[[ DOCUMENT EXCERPT open ]]

Thursday 28 October 2021

Court to decide next week if Eindhoven terror suspects should stay in jail


Judges will decide next week if nine young men from Eindhoven should remain in custody while police continue to investigate them for possible terrorist offences.

The nine were, according to the public prosecution department, planning to launch a terrorist attack, and prime minister Mark Rutte and far right leaders Geert Wilders and Thierry Baudet were said to be the potential targets.

The NRC reported on Friday that the security service AIVD was tipped of about the group in March when one of them, named as Marwan M, rented a garage storage space to turn into a gym because sports centres remained closed.

His initiative was praised online, but according to the public prosecutor, one of the men saw the pop up gym as a way of training for violent jihad. That, the paper said, triggered the investigation.

The men were arrested in September after they were heard to talk about killing Rutte, Wilders and Baudet while watching an action film together.

All but one were born in the Netherlands and several have have university and college degrees. They are, the NRC said, nothing like the disadvantaged youngsters who make up most Dutch terrorist suspects. And, their lawyers have argued repeatedly, their talk of shooting politicians was nothing more than bad taste bravado.

They were religious, one former university colleague said of two Turkish brothers who are among the nine arrested.  ‘But they were just good natured guys,’ he told the NRC.

[[ DOCUMENT EXCERPT closed ]]
[[ INFORMATION SUPPLIED open ]]

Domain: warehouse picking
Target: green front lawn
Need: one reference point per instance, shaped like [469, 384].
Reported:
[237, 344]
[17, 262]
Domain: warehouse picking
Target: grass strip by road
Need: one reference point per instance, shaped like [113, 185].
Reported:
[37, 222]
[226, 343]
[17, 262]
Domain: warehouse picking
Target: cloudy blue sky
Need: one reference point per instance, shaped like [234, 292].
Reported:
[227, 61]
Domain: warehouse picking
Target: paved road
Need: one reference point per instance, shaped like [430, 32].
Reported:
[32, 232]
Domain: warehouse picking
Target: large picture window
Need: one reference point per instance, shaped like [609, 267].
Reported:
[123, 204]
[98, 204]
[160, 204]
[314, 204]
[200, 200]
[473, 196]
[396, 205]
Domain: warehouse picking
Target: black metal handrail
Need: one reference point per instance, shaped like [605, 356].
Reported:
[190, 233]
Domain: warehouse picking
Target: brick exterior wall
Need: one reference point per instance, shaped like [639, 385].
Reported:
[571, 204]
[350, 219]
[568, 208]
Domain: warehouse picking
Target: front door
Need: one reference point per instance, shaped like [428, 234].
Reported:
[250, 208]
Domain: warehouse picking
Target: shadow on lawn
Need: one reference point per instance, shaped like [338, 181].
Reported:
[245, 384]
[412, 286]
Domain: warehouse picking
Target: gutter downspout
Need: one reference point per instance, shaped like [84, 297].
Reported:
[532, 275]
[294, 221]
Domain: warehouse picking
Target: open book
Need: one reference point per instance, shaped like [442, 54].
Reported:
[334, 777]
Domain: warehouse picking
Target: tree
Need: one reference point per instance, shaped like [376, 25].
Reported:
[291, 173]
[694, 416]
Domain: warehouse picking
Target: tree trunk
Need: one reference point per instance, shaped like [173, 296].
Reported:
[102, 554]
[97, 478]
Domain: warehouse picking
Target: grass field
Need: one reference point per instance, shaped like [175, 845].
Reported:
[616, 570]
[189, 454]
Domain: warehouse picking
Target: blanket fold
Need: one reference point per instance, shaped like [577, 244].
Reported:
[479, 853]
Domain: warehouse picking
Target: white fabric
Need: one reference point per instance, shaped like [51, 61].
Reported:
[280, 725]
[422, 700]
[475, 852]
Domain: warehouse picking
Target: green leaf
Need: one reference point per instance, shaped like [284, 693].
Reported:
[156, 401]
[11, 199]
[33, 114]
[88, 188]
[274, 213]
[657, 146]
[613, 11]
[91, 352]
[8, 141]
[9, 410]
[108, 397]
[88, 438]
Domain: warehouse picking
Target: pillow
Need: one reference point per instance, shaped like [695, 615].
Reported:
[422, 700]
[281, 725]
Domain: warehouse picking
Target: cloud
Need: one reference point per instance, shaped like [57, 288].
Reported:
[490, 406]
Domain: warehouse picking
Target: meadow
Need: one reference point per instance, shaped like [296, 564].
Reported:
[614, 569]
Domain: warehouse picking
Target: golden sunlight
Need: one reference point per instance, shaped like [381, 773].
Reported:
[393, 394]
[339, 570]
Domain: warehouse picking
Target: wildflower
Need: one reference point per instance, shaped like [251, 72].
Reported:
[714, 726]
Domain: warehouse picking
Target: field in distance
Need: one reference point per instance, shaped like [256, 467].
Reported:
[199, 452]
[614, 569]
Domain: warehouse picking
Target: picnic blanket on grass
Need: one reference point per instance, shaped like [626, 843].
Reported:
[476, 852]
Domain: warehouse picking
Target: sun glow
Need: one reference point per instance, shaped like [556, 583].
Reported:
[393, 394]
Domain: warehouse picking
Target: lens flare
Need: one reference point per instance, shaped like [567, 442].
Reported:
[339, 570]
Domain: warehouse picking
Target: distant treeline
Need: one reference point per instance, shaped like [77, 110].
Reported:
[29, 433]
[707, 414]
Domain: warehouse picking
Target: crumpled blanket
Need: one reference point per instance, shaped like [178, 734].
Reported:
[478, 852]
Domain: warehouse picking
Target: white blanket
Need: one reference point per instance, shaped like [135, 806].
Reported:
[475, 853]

[[ INFORMATION SUPPLIED closed ]]

→ EXERCISE AIM: Carry on the news report about the Eindhoven terror suspects, starting after its final sentence. The entries are not needed here.

→ RESPONSE BOX:
Marwan M, whom is considered to be the ringleader,  set up the Salaam Islamic students organisation while studying at Eindhoven University of Technology. In interviews he spoke about how Salaam ‘wanted to build a bridge’ between Muslims and non-Muslims.

The current head of Salaam told the paper that M was a ‘modest and decent’ man.

The nine who come from the same part of Eindhoven do have links to orthodox Imams and some were involved in a Facebook group which counter terrorism unit NCTV said in 2019 had organised readings which were in line with extremist thought.


Nevertheless, concrete evidence against them remains thin, according to reports in the Dutch press. Several homes were searched in the raids last month but police did not find any weapons or explosives.

How seriously judges take the evidence against the nine will become clear at next week’s remand hearing, the NRC said.

‘If the garage was a secret training camp for jihad, why would you put a video about it on Facebook?’ one friend asked the paper.

The remand hearing will take place on Tuesday, the NRC said.